TASK BRIEF: Pick out every line in the records below that contains the word "clicks", and copy each one in full. Case counts.

• • • • • • •

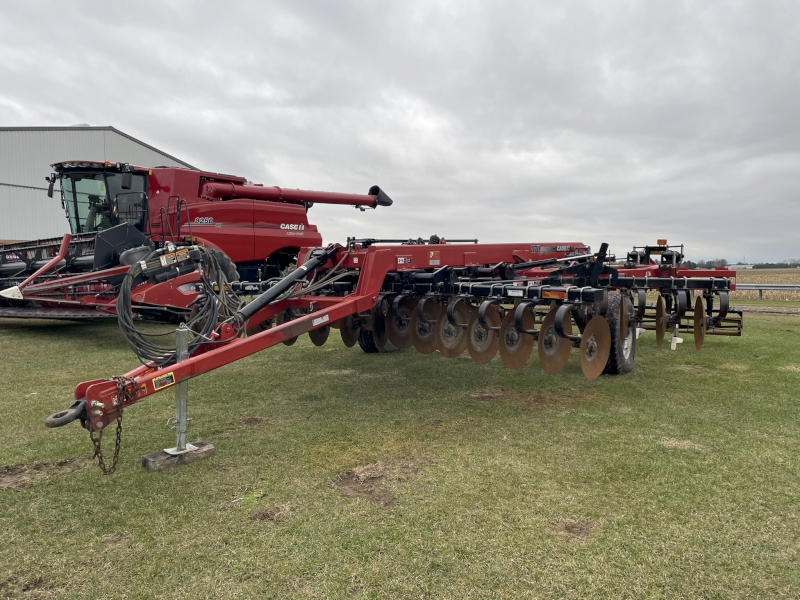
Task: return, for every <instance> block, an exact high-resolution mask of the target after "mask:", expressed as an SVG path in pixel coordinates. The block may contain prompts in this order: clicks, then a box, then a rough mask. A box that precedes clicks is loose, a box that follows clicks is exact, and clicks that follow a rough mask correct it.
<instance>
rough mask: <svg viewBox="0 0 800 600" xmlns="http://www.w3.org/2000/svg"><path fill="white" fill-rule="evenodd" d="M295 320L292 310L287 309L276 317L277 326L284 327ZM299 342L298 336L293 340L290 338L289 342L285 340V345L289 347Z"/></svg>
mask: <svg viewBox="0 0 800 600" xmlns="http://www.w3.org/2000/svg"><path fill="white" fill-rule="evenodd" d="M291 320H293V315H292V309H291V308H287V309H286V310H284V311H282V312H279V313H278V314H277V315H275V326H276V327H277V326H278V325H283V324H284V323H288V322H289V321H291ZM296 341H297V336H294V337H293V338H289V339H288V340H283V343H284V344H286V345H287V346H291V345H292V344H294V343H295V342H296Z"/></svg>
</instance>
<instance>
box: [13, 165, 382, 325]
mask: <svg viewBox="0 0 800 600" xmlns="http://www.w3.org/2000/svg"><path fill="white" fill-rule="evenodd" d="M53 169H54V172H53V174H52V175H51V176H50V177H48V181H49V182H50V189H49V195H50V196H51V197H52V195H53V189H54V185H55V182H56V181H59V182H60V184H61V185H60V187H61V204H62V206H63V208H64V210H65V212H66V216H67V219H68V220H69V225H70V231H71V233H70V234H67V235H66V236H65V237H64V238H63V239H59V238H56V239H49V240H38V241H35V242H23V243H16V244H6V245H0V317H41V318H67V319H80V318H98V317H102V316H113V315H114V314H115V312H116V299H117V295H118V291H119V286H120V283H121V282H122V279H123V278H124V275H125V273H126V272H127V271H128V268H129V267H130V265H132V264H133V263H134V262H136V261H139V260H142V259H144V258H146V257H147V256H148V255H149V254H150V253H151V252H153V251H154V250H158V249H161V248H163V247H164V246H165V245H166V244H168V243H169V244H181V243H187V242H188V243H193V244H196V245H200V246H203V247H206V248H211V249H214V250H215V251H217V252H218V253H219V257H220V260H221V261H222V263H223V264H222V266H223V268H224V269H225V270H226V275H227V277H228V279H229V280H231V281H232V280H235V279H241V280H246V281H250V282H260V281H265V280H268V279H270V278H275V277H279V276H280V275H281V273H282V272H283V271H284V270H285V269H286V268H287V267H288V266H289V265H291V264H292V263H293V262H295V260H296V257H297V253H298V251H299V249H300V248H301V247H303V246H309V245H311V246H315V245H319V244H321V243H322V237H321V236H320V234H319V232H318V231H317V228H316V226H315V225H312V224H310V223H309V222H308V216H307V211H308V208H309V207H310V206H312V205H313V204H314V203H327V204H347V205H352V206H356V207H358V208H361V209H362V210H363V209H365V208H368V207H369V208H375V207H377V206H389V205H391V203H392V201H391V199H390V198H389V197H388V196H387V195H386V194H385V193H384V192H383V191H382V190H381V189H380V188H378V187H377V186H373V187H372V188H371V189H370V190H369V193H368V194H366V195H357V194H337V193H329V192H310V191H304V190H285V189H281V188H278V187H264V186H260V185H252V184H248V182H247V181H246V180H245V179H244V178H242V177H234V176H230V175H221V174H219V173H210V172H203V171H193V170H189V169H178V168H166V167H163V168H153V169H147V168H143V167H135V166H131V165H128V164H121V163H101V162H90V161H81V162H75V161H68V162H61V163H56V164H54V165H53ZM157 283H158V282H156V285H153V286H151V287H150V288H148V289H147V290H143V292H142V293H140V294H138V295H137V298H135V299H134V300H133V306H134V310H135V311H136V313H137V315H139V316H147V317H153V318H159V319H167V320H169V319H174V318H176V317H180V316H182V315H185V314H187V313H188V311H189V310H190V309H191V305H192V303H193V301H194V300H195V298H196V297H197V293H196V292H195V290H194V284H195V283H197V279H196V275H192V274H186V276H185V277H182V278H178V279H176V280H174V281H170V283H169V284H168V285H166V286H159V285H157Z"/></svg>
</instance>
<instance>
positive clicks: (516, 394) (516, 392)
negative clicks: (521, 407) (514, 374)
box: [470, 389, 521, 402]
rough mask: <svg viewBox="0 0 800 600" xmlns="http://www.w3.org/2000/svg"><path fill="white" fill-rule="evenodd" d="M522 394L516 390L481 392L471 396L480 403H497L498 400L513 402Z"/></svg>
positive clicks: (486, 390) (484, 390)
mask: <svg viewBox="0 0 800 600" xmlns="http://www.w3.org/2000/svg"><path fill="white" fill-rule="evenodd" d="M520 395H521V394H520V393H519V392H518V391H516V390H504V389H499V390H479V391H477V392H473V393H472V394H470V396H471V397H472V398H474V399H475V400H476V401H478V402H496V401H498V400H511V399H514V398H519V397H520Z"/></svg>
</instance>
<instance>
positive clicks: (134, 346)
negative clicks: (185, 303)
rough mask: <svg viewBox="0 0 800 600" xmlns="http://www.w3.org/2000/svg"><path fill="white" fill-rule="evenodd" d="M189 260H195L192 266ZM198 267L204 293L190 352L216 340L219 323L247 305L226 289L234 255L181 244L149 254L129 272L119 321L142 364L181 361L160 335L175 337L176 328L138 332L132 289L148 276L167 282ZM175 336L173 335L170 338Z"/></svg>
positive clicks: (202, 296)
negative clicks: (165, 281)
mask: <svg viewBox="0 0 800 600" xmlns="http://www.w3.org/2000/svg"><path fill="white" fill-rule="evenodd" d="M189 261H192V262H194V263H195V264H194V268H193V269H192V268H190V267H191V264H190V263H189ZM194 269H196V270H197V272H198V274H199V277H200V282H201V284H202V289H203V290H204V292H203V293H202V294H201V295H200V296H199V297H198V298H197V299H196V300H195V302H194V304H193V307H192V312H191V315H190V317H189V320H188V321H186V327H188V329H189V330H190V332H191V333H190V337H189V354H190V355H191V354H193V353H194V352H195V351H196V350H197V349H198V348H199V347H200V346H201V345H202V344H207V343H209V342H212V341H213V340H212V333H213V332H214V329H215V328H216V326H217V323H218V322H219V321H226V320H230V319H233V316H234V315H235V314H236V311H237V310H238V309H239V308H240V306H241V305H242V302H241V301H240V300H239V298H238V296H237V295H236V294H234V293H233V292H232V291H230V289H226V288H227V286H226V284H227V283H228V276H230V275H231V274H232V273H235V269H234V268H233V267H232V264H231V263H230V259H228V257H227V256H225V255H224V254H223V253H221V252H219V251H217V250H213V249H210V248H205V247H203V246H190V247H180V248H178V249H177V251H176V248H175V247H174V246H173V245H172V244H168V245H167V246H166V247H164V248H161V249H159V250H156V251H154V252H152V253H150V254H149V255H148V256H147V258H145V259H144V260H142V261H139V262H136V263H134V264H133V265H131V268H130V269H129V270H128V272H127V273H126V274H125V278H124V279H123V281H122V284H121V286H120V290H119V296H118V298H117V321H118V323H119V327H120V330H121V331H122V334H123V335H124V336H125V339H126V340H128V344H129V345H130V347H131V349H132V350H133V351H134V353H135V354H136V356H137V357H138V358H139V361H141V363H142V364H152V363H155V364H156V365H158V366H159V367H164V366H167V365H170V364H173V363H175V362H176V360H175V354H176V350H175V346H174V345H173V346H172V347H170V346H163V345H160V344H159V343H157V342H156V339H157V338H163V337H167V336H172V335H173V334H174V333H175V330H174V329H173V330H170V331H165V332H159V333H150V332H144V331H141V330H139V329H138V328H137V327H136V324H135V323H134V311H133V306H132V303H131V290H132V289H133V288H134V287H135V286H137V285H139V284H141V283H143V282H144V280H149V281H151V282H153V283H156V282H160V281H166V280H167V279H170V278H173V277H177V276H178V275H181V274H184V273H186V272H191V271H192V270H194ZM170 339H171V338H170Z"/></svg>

• • • • • • •

EXERCISE SOLUTION:
Task: return, for every <instance> block, an exact high-resolution mask of the target after "mask:", expressed as an SVG path in pixel coordinates. The block may contain prompts in this order: clicks, then a box, then a rough mask. A box that precedes clicks is loose, a box that follows clicks is exact, and clicks that follow a rough mask correct it.
positive clicks: (516, 394) (516, 392)
negative clicks: (521, 407) (514, 374)
positive clicks: (486, 390) (484, 390)
positive clicks: (134, 346)
negative clicks: (185, 303)
positive clicks: (202, 296)
negative clicks: (165, 281)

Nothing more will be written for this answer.